[Pointing dataset records]
# # # # # # #

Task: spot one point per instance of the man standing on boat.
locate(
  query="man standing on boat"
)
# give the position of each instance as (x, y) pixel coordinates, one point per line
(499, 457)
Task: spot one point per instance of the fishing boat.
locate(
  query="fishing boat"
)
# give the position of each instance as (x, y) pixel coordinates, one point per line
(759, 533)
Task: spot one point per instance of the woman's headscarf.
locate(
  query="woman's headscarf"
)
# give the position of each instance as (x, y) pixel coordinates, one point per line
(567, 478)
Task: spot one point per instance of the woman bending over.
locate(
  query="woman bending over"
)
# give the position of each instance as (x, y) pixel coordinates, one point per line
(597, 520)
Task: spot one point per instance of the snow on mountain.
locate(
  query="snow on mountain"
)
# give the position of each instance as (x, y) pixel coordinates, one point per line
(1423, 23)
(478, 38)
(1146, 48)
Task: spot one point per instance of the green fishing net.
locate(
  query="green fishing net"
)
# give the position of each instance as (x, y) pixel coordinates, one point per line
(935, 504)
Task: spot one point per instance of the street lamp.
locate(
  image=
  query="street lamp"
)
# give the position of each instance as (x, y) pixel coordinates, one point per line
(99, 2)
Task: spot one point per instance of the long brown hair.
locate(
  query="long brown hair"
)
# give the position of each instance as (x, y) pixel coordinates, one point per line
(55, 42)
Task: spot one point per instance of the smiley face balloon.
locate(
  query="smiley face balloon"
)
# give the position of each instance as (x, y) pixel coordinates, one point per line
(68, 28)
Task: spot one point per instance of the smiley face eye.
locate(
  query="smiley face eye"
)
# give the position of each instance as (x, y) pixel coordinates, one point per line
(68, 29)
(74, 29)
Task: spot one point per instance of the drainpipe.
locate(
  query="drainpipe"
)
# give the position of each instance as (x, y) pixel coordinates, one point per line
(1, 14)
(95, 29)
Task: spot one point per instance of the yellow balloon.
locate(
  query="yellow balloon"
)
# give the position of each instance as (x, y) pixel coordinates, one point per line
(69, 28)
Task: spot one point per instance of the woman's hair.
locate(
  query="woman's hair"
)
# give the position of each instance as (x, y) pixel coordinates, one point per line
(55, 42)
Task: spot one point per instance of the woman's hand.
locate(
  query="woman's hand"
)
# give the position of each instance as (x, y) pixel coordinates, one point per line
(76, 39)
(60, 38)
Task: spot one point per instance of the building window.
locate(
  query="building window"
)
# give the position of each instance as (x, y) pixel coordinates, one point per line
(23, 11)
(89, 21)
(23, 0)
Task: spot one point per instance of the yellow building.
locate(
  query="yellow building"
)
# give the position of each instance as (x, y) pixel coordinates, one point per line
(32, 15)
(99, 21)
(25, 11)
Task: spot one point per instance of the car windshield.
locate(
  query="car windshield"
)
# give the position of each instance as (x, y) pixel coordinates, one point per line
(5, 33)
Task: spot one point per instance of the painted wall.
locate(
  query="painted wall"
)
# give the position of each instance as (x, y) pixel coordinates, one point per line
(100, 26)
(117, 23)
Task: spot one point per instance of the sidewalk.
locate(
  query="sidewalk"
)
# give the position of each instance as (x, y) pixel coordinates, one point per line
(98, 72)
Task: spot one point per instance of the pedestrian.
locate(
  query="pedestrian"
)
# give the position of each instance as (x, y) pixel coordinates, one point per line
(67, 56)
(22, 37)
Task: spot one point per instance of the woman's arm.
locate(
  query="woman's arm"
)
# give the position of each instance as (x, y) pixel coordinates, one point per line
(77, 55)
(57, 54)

# # # # # # #

◆ **AIM**
Transcribe the material above word for word.

◆ **EXERCISE RESPONSE**
Task: spot one point per instance of the man standing on boat.
locate(
  query="man standing on boat"
)
# give the position of each instance as (x, y) pixel coordinates, one point per line
(499, 457)
Task: spot one point per instance of the fishing boat.
locate(
  query="fishing boat"
)
# give the position of each instance as (x, y) pixel coordinates, one point per line
(759, 533)
Task: spot one point per instance of the woman's headscarf.
locate(
  query="woman's headscarf"
)
# give the position of each instance as (x, y) pixel coordinates, one point per line
(567, 478)
Task: spot one point per instance of the woman bending over.
locate(
  query="woman bending over"
)
# give the position of each instance as (x, y) pixel coordinates, one point per line
(597, 520)
Task: spot one point per instance of the snow on mountain.
locate(
  query="snow on mountain"
)
# give the position of each instance as (x, y) pixel coordinates, one point per line
(1423, 23)
(478, 38)
(1146, 48)
Task: spot one point per instance of the green fishing net.
locate(
  query="green fishing net"
)
# give the position of each instance as (x, y) pixel coordinates, one point per line
(935, 504)
Task: spot one point per instance of the street lamp.
locate(
  image=
  query="street lamp"
)
# give the position of each instance as (x, y) pixel coordinates, one point per line
(99, 2)
Task: spot one point per instance of the long brown hair.
locate(
  query="long brown hair"
)
# give the position of each instance as (x, y) pixel coordinates, one point per line
(55, 42)
Task: spot one point per instance of the smiley face balloon.
locate(
  query="smiley face balloon"
)
# give the position of each instance as (x, y) pixel coordinates, one point per line
(68, 28)
Task: spot one point per instance of the smiley face eye.
locate(
  query="smiley face eye"
)
# give the position of each instance as (x, y) pixel coordinates, one point per line
(68, 29)
(74, 29)
Task: spot one point per instance of the drainpipe.
locate(
  query="drainpipe"
)
# give the position of each instance as (x, y) pixel coordinates, one point per line
(1, 14)
(95, 29)
Task: spot one point per instance of the yellow balloon.
locate(
  query="yellow balloon"
)
# give the position of each instance as (x, y) pixel coordinates, one point per line
(69, 28)
Task: spot one point per instance of the woman's hair.
locate(
  query="woman's hair"
)
# give the position of each instance as (x, y) pixel coordinates, one point per line
(55, 42)
Task: spot one point per instance of the woman's hand.
locate(
  query="woman's hand"
)
# give the position of each instance as (x, y) pixel coordinates, one point per line
(76, 39)
(60, 38)
Task: spot one point per instance of the building window.
locate(
  query="building window"
)
# give the position of each instance as (x, y) pixel coordinates, one point per line
(23, 11)
(89, 21)
(23, 0)
Task: spot one point per instance of the yellow building.
locate(
  query="yellow building"
)
# give the position of each instance as (x, y) pixel coordinates, one point per line
(32, 15)
(99, 21)
(25, 11)
Task: spot one point per instance of the car windshield.
locate(
  query="car windshield"
)
# give the position of each instance as (x, y) pixel coordinates, one point per line
(5, 33)
Task: spot one point per instance of the painted wall.
locate(
  query="painted wall"
)
# give the position of each instance as (x, y) pixel coordinates, one point per line
(100, 26)
(117, 23)
Task: spot one point per instance of the sidewalk.
locate(
  query="sidewalk"
)
# give the position of each instance as (x, y) pixel coordinates, one point per line
(98, 72)
Task: spot one point per instance of the pedestrian.
locate(
  query="pedestrian"
)
# give the position of each instance as (x, y) pixel coordinates, one point per line
(67, 56)
(22, 37)
Task: spot one point per instance of the woman's arm.
locate(
  query="woman's arm"
)
# give the position of each instance as (x, y) pixel coordinates, one point per line
(77, 55)
(57, 54)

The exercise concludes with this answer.